▶ _What this exercise asks_:
(1) Render this sentence from the Irish triads excerpt in Spanish: "Three rude ones of the world: a youngster mocking an old man; a robust person mocking an invalid; a wise man mocking a fool."
(2) Extend the selection of Irish triads beyond its final triad with several new ones in the same form and style.

▶ _Excerpt to read_:
## Start
From The Triads of Ireland

Translated by Kuno Meyer

Note: The Triads of Ireland (Trecheng Breth Féne) are a collection of roughly 256 proverbs originally collected in manuscripts in the ninth century and written in Old Irish. The single proverbs undoubtedly date earlier. More information is found following the selection.

Three slender things that best support the world: the slender stream of milk from the cow’s dug into the pail; the slender blade of green corn upon the ground; the slender thread over the hand of a skilled woman.

The three worst welcomes: a handicraft in the same house with the inmates; scalding water upon your feet; salt food without a drink.

Three rejoicings followed by sorrow: a wooer’s, a thief’s, a tale-bearer’s.

Three rude ones of the world: a youngster mocking an old man; a robust person mocking an invalid; a wise man mocking a fool.

Three fair things that hide ugliness: good manners in the ill-favoured; skill in a serf; wisdom in the misshapen.

Three sparks that kindle love: a face, demeanour, speech.

Three glories of a gathering: a beautiful wife, a good horse, a swift hound.

Three fewnesses that are better than plenty: a fewness of fine words; a fewness of cows in grass; a fewness of friends around good ale.

Three ruins of a tribe: a lying chief, a false judge, a lustful priest.

Three laughing-stocks of the world: an angry man, a jealous man, a niggard [1].

Three signs of ill-breeding: a long visit, staring, constant questioning.
## End
▶ _Entries supplied_:
## Start
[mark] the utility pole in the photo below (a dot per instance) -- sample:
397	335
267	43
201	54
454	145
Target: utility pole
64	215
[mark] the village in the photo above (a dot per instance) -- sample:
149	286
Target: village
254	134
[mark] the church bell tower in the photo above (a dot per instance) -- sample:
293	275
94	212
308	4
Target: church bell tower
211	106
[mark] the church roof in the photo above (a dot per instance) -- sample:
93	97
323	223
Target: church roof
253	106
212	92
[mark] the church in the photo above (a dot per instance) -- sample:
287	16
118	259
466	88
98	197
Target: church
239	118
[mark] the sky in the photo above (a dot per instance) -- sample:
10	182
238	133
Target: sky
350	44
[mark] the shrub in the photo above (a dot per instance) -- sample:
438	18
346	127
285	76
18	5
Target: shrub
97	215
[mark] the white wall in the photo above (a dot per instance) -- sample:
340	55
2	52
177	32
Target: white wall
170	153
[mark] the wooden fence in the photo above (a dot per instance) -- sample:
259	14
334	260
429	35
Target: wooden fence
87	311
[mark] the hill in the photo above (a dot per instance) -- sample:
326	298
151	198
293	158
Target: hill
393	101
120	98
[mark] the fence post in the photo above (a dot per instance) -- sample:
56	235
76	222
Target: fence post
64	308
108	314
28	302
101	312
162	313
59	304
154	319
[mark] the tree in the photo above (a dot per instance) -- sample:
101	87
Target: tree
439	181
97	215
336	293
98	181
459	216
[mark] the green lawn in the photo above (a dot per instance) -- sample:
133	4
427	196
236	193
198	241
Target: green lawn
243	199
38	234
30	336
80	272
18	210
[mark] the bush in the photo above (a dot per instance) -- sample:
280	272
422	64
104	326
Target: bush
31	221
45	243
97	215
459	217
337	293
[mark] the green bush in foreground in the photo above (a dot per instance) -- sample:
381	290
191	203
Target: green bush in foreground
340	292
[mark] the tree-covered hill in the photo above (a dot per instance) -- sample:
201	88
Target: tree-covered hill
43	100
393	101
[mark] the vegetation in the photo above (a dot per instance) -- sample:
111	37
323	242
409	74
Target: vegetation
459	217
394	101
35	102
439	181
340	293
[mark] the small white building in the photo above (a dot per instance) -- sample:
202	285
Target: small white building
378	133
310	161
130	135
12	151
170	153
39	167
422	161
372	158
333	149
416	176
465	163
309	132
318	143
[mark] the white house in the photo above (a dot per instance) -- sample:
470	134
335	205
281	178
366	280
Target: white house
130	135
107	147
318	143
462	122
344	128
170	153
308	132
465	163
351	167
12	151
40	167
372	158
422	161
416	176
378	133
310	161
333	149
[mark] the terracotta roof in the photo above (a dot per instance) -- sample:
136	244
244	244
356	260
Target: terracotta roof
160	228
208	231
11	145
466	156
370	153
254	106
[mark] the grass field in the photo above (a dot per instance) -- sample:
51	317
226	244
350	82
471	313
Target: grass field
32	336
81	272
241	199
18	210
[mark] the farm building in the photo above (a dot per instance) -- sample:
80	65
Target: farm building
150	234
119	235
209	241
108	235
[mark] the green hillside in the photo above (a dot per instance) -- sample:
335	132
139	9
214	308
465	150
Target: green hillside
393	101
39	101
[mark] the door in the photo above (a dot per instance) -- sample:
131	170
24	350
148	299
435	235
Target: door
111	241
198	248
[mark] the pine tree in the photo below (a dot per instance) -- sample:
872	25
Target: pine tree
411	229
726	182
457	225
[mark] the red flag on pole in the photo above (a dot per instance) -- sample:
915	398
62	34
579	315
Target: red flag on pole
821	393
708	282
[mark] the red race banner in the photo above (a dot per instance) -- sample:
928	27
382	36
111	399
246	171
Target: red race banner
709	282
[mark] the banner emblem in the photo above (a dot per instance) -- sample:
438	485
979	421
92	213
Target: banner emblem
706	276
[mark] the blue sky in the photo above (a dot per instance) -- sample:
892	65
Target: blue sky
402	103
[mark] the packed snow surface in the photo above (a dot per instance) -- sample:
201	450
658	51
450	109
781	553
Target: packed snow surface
## End
▶ _Answers below_:
(1) Tres groseros del mundo: un joven que se burla de un anciano; una persona robusta que se burla de un enfermo; un sabio que se burla de un necio.

(2)
Three signs of a fop [2] : the track of his comb in his hair; the track of his teeth in his food; the track of his stick behind him.

Three idiots of a bad guest-house: an old hag with a chronic cough; a brainless tartar of a girl; a hobgoblin of a gillie. [3]

Three things that constitute a physician: a complete cure; leaving no blemish behind; a painless examination.

Three things betokening trouble: holding plough-land in common; performing feats together; alliance in marriage.

Three nurses of theft: a wood, a cloak, night.

Three false sisters: ‘perhaps,’ ‘may be,’ ‘I dare say.’

Three timid brothers: ‘hush!’ ‘stop!’ ‘listen!’

Three sounds of increase: the lowing of a cow in milk; the din of a smithy; the swish of a plough.

Three steadinesses of good womanhood: keeping a steady tongue; a steady chastity; a steady housewifery.

Three excellences of dress: elegance, comfort, lastingness.

Three candles that illume every darkness: truth, nature, knowledge.

Three keys that unlock thoughts: drunkenness, trustfulness, love.

Three youthful sisters: desire, beauty, generosity.

Three aged sisters: groaning, chastity, ugliness.

Three nurses of high spirits: pride, wooing, drunkenness.

Three coffers whose depth is not known: the coffers of a chieftain, of the Church, of a privileged poet.

Three things that ruin wisdom: ignorance, inaccurate knowledge, forgetfulness.

Three things that are best for a chief: justice, peace, an army.

Three things that are worst for a chief: sloth, treachery, evil counsel.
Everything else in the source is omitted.